:: LISTED RECORDS
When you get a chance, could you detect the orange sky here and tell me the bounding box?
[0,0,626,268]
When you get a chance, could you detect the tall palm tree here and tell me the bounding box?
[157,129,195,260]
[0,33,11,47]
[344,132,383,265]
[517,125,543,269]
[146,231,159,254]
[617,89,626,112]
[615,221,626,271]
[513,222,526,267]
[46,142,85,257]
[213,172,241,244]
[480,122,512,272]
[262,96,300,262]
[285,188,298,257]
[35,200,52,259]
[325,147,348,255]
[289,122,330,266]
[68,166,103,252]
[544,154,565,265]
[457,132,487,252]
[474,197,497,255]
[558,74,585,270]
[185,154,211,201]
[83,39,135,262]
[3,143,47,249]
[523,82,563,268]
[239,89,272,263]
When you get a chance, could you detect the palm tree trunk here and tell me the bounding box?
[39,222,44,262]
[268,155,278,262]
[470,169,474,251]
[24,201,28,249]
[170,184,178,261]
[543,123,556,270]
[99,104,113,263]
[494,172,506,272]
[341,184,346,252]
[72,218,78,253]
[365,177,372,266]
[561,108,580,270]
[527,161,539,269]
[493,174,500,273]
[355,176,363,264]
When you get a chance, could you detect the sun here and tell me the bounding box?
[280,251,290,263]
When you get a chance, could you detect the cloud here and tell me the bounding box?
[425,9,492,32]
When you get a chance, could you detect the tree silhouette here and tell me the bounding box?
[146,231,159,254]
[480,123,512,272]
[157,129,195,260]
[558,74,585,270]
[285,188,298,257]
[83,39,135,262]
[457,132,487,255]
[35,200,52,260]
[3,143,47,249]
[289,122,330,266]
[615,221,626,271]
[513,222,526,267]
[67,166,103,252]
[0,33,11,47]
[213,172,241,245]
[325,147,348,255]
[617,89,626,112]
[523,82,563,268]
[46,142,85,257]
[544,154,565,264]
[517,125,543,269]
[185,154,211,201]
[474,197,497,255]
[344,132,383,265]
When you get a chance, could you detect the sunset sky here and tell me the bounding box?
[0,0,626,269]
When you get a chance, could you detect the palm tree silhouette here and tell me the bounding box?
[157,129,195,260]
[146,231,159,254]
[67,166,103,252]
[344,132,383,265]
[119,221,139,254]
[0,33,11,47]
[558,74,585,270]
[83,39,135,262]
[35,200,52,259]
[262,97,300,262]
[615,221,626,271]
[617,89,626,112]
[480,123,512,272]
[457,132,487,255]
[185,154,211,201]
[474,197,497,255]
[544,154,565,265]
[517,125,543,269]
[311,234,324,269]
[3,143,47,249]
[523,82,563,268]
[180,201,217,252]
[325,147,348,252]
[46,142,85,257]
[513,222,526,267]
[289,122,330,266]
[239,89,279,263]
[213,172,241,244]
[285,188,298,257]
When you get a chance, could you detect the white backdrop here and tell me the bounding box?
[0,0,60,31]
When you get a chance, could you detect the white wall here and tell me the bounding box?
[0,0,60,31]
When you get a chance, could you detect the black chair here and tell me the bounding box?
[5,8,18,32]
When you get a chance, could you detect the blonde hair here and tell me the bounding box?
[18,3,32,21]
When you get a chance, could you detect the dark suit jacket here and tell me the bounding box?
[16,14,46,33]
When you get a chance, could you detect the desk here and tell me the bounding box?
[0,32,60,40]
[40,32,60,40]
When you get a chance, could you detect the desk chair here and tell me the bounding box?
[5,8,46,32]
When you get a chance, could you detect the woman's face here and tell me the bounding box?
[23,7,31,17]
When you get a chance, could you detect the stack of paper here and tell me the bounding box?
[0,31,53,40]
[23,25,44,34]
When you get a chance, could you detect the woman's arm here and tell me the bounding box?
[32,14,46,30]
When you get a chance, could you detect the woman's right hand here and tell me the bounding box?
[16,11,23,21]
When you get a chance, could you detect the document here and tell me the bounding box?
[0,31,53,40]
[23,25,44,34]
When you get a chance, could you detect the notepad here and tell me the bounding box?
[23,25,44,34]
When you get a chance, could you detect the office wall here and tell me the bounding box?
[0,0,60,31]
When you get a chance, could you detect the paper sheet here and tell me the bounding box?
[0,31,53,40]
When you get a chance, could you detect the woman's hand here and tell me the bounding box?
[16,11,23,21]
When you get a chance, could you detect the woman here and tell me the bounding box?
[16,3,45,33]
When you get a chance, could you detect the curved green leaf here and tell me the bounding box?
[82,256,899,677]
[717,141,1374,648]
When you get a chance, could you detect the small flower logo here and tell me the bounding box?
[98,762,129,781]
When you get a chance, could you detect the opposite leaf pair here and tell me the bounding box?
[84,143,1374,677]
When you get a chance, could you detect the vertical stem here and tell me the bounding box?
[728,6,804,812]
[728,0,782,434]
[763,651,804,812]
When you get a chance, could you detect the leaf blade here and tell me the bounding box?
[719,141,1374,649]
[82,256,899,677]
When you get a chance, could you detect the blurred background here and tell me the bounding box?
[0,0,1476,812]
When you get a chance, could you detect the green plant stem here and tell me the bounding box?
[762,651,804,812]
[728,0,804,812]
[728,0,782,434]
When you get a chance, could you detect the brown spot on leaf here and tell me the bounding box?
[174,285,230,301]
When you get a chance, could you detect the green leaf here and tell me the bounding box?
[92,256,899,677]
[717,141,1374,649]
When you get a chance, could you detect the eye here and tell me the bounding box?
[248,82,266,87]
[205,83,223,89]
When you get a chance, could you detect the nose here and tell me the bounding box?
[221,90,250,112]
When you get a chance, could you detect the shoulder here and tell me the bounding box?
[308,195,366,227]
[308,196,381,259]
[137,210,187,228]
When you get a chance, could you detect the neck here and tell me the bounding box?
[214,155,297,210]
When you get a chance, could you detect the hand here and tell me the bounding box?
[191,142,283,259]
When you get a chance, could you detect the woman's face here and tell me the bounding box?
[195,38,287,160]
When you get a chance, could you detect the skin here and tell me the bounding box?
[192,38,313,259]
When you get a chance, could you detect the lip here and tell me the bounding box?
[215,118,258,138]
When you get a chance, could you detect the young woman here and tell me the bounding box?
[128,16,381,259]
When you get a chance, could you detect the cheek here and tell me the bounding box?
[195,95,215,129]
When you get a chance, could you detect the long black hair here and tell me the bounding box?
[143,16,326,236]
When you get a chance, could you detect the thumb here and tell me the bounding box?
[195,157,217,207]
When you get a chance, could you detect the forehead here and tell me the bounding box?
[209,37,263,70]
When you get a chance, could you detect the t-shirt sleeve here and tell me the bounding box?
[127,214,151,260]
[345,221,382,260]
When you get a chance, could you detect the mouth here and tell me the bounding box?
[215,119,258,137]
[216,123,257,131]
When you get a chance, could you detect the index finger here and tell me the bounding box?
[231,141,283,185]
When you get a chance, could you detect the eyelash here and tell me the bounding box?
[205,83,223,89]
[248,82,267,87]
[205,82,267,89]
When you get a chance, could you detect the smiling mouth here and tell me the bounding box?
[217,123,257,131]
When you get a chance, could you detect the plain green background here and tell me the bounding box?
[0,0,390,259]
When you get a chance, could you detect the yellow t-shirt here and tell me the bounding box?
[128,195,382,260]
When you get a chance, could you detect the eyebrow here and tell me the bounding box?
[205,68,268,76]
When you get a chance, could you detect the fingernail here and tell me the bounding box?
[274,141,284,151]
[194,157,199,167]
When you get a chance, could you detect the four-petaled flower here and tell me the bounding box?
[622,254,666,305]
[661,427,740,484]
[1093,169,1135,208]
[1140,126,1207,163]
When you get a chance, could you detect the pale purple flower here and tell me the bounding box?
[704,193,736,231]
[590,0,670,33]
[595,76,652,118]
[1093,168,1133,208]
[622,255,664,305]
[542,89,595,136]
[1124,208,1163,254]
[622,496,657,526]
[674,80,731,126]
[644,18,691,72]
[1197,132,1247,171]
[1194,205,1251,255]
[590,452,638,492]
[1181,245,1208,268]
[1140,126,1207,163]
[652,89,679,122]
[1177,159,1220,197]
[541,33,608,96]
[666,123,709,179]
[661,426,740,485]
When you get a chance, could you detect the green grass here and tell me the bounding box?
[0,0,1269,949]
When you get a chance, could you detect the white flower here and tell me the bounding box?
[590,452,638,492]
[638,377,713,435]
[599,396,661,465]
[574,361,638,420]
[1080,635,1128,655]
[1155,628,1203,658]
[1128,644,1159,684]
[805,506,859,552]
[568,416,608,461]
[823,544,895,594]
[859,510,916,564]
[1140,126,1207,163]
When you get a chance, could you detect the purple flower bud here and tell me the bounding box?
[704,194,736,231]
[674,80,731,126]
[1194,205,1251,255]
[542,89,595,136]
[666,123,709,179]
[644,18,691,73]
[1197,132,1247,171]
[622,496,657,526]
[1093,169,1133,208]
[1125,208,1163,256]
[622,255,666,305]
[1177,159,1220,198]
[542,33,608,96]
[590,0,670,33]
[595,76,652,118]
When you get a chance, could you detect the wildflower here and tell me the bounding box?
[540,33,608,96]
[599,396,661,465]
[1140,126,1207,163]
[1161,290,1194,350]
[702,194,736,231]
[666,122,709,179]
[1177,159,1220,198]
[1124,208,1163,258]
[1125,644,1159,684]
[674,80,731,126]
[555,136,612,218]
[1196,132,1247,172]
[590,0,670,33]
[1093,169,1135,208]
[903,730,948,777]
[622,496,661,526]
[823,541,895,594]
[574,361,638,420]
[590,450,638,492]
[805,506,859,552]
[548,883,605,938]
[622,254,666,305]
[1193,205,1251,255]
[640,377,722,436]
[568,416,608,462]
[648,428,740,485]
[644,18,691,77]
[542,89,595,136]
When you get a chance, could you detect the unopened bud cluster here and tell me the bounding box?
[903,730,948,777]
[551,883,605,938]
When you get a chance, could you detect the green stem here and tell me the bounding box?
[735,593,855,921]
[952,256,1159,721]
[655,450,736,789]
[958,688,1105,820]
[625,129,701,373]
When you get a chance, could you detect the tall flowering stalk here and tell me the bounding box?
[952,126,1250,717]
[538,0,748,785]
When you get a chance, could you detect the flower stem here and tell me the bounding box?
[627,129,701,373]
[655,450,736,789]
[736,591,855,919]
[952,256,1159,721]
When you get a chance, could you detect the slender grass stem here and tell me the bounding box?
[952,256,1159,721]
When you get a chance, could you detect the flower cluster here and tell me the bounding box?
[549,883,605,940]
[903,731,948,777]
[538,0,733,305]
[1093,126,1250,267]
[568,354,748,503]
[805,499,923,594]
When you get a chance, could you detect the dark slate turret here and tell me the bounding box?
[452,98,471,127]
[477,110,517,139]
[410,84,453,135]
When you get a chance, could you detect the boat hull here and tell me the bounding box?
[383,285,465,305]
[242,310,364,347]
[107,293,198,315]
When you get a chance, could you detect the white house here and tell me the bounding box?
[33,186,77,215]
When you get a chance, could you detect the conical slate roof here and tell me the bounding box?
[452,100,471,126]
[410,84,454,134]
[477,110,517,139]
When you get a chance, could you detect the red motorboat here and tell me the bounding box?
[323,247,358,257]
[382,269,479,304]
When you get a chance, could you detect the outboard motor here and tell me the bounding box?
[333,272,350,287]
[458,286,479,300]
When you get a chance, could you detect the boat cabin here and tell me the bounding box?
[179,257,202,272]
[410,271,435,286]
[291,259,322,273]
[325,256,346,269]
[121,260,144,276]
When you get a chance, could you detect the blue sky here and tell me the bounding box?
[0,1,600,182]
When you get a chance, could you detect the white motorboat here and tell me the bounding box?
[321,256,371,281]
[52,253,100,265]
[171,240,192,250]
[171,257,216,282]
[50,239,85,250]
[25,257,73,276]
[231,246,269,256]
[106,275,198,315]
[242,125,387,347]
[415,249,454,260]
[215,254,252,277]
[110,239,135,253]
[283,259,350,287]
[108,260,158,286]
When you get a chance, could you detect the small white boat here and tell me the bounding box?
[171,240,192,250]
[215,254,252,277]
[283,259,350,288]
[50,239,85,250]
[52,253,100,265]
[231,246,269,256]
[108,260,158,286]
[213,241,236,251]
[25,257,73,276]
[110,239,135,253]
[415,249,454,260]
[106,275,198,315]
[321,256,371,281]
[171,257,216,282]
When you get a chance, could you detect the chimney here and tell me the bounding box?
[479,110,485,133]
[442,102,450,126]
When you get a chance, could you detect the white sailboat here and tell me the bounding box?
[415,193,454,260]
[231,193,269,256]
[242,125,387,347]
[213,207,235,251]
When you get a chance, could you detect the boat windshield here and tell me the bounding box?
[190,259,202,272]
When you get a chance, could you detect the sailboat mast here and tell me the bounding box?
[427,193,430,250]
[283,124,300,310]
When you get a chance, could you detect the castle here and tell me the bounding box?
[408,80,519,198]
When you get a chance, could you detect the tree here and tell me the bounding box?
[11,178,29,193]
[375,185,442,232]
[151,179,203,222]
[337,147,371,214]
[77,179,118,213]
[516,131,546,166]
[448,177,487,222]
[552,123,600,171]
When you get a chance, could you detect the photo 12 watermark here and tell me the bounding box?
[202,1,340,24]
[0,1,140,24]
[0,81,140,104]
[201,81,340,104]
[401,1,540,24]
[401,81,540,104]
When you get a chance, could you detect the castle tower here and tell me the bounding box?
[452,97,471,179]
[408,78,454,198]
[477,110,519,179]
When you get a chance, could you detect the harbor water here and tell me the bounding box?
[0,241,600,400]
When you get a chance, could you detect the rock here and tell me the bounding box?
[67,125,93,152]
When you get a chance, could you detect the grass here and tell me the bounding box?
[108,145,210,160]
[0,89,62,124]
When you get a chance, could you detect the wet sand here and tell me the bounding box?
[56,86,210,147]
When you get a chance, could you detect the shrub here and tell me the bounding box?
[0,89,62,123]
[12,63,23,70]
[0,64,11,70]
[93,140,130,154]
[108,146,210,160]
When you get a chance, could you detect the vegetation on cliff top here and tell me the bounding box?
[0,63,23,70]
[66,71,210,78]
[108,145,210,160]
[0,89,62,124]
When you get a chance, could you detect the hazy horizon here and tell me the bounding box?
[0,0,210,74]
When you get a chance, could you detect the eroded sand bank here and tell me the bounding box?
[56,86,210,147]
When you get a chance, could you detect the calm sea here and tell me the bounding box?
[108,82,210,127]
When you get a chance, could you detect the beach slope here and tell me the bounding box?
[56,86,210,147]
::::
- [EXERCISE REQUIREMENTS]
Count the lines in the listing above that contain the string "paper", treating uppercase and lowercase as different. Reply with the number alone.

- [IN RESPONSE]
2